**What you need to do:** From the line that contains "Query: man's hand" through the line that contains "Query: row of potted plants", output every line of the listing below exactly and leave out all the rest.

**Provided records:**

=======

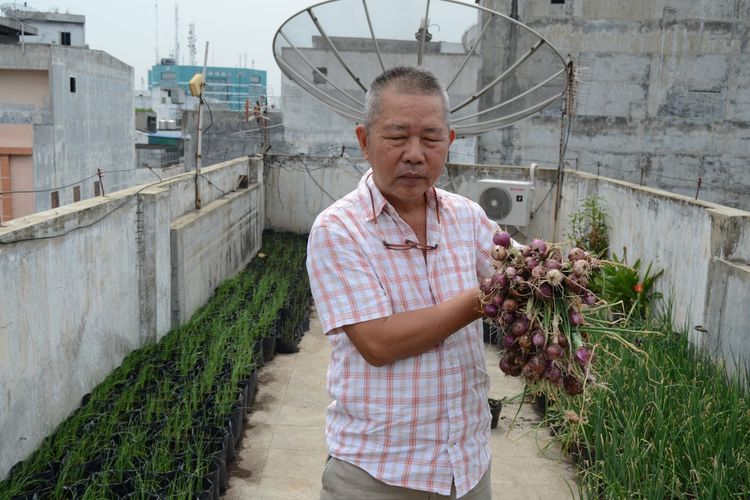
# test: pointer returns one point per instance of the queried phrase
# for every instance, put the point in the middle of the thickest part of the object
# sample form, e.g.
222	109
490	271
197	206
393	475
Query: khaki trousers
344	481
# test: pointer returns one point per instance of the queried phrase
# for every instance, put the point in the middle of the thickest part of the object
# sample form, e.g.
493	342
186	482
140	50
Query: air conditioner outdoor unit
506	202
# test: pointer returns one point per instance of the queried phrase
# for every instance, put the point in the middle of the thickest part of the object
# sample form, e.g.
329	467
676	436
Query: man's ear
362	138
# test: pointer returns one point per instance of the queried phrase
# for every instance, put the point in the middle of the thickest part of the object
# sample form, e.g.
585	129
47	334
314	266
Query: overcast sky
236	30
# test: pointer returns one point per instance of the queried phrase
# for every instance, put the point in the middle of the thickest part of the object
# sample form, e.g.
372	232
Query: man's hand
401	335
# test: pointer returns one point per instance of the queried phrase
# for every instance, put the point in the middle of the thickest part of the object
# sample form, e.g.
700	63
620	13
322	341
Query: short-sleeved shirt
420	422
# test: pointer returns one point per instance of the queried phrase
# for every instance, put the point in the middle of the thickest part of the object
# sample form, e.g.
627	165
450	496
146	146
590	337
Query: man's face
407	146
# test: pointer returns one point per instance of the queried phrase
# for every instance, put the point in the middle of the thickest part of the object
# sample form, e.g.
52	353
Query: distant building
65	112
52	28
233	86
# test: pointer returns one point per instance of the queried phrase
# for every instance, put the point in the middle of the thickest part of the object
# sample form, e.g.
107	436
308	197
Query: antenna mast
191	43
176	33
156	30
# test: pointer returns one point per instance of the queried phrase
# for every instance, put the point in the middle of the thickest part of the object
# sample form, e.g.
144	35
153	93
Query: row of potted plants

=======

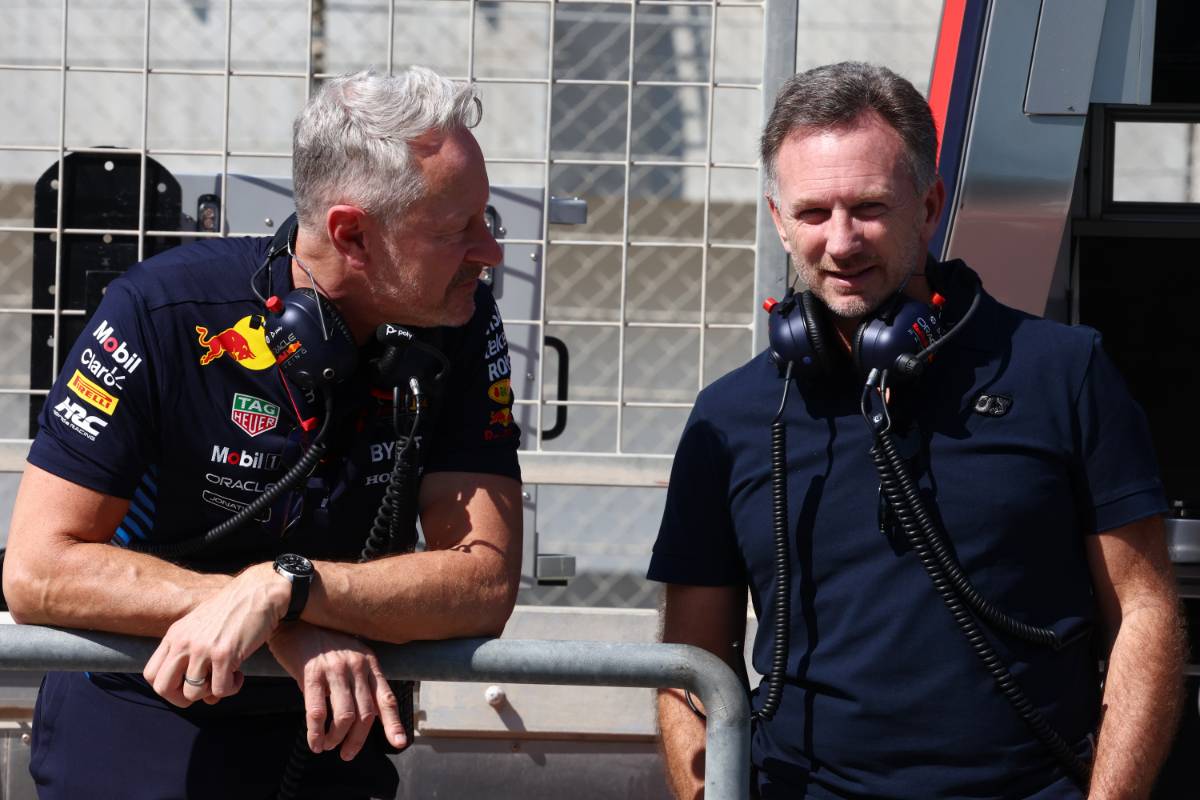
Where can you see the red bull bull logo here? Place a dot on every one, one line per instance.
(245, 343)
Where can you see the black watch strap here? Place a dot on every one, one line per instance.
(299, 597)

=======

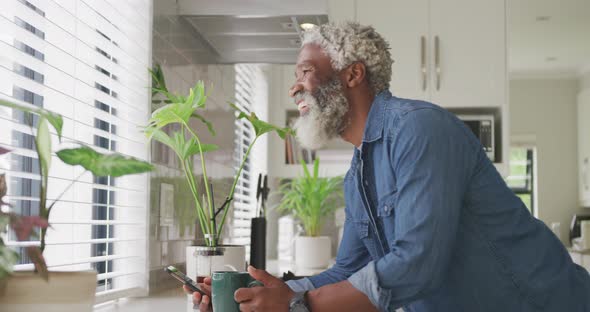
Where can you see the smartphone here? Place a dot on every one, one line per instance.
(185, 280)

=======

**Written answer:**
Query: man's hand
401	335
# test: pointer returns one point per instance of the queried phrase
# for every instance, put the point in the middle of the thickest part of the object
# sample form, e.g.
700	63
620	13
322	341
Query: short-sleeved shirt
420	422
# test: pointer returns one point per instance of the queried phrase
# for every instance, put the point in the middle of the thickest part of the object
# sample form, e.g.
627	165
450	496
146	146
590	337
Query: man's face
407	146
# test: pointer returns one point per instance of the queried phrase
# for every instance, put the point in the middle of the thickest part of the object
# sample form, e.g.
52	353
Query: distant building
65	112
52	28
233	86
# test: pointer returns one point per instance of the queried phrase
# for every instance, put the point in the middle of the thickest part of the object
# sample form, e.g.
107	436
308	197
Query: antenna mast
191	43
176	33
156	30
# test: pointer returns one point per instance of the queried phrase
# for every instance, put the point in the middle of the thickest part of the object
# sample form, e.g.
144	35
153	93
Query: row of potted plants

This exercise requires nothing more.